(DIRECTIONS FOR THIS TASK):
Gather every line of the listing below that contains the word "promenade" and copy each of those lines in full.

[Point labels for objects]
****************************************
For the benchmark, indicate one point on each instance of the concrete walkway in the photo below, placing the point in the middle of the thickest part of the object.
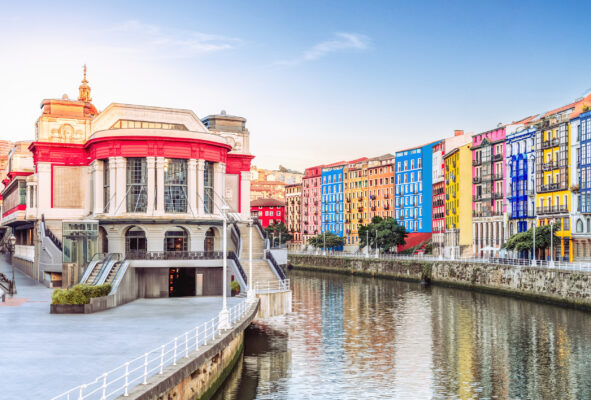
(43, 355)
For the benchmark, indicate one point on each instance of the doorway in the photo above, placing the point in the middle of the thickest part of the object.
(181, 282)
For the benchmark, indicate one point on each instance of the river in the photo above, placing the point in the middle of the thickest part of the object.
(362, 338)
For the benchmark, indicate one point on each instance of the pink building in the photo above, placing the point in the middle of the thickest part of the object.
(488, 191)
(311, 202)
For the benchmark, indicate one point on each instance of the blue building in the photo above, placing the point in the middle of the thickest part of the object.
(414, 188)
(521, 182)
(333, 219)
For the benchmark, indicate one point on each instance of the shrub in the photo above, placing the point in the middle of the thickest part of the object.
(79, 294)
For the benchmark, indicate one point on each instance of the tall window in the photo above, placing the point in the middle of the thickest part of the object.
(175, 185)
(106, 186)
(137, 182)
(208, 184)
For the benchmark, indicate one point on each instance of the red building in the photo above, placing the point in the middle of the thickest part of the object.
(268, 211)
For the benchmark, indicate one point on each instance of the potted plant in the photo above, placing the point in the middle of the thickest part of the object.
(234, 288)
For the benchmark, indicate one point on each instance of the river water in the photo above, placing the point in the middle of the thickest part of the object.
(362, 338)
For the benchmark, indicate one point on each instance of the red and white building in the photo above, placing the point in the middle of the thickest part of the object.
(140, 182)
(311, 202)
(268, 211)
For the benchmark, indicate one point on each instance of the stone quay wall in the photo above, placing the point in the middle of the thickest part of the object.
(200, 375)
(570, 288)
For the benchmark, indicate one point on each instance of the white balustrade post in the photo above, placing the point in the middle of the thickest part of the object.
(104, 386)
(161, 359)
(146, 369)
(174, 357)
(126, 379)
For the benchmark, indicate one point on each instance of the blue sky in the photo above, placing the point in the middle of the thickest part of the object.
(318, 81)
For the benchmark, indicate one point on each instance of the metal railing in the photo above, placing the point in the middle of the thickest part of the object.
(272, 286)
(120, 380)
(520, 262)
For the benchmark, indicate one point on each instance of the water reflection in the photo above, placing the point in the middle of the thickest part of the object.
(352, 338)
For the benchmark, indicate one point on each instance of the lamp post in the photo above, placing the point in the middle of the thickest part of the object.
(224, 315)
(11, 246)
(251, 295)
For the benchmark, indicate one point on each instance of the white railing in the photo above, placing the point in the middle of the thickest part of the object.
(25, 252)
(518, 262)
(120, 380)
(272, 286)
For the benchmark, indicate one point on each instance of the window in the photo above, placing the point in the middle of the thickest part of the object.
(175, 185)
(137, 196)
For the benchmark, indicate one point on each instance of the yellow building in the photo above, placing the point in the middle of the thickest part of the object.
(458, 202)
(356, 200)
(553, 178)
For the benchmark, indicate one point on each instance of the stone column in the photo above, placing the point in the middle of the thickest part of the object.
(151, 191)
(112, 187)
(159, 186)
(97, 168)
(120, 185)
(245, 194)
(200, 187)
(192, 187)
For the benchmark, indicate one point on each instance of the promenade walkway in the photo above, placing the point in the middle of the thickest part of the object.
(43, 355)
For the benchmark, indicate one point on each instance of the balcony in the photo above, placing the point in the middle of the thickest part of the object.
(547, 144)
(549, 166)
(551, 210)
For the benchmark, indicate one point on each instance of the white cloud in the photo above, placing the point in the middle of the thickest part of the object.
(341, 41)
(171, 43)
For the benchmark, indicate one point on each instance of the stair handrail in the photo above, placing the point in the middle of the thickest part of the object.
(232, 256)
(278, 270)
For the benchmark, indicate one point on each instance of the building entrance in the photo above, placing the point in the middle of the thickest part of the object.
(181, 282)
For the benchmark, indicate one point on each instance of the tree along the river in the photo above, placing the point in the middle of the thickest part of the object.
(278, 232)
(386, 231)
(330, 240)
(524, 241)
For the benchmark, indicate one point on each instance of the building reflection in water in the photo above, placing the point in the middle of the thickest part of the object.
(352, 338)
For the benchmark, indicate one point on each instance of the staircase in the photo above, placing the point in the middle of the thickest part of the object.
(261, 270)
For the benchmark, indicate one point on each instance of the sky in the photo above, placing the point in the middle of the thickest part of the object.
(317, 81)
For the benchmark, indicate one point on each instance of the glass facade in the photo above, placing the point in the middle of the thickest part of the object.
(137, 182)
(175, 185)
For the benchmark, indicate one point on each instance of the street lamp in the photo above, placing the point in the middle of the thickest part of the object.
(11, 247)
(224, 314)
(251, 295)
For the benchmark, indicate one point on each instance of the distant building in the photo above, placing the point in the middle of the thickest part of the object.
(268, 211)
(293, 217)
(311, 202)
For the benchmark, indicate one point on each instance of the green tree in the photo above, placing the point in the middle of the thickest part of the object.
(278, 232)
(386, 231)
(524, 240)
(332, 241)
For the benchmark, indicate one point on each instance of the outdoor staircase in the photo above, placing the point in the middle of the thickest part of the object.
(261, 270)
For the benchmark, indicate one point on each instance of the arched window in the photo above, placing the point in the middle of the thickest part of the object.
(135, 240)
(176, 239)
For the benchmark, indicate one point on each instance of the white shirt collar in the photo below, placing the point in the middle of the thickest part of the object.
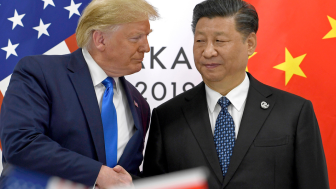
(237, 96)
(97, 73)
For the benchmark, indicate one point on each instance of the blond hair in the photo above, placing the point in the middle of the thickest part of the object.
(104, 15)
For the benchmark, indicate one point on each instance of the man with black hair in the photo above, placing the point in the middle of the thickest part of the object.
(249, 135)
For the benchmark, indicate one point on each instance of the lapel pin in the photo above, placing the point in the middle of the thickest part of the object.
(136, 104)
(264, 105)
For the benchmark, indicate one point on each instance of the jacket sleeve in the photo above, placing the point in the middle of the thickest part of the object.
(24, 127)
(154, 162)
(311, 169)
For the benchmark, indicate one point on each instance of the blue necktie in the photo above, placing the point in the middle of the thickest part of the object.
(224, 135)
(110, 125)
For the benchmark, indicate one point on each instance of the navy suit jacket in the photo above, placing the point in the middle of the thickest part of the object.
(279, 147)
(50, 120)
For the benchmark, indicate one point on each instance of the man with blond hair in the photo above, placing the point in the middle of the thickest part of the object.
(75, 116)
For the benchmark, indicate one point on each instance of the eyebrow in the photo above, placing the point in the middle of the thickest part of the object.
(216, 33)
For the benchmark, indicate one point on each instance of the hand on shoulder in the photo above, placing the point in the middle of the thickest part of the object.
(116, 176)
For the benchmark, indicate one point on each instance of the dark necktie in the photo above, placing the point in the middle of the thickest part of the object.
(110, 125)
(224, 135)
****************************************
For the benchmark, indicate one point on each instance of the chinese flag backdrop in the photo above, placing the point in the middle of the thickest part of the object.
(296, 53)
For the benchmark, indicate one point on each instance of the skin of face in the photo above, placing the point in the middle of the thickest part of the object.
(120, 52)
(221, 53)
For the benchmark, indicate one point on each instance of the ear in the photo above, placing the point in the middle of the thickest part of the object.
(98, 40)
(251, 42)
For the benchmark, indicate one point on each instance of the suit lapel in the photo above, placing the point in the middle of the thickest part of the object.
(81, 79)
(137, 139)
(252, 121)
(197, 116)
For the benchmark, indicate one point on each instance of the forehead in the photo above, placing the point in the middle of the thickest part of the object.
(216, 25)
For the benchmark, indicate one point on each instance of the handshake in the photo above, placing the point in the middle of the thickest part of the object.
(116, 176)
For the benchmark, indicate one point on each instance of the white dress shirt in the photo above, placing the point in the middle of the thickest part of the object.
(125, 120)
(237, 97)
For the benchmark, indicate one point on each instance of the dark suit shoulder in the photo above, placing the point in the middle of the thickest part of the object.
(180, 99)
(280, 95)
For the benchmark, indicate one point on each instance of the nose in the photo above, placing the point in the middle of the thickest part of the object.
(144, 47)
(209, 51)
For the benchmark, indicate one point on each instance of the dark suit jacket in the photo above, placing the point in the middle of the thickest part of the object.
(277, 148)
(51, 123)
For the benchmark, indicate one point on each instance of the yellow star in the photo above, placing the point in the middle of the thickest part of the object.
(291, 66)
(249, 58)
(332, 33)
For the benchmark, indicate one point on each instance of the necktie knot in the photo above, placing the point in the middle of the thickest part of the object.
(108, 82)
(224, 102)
****************************************
(EXERCISE OUTPUT):
For the benchmark, indicate one point on each instance of the promenade walkway in the photo above, placing the point in the middle of the thickest part of the object.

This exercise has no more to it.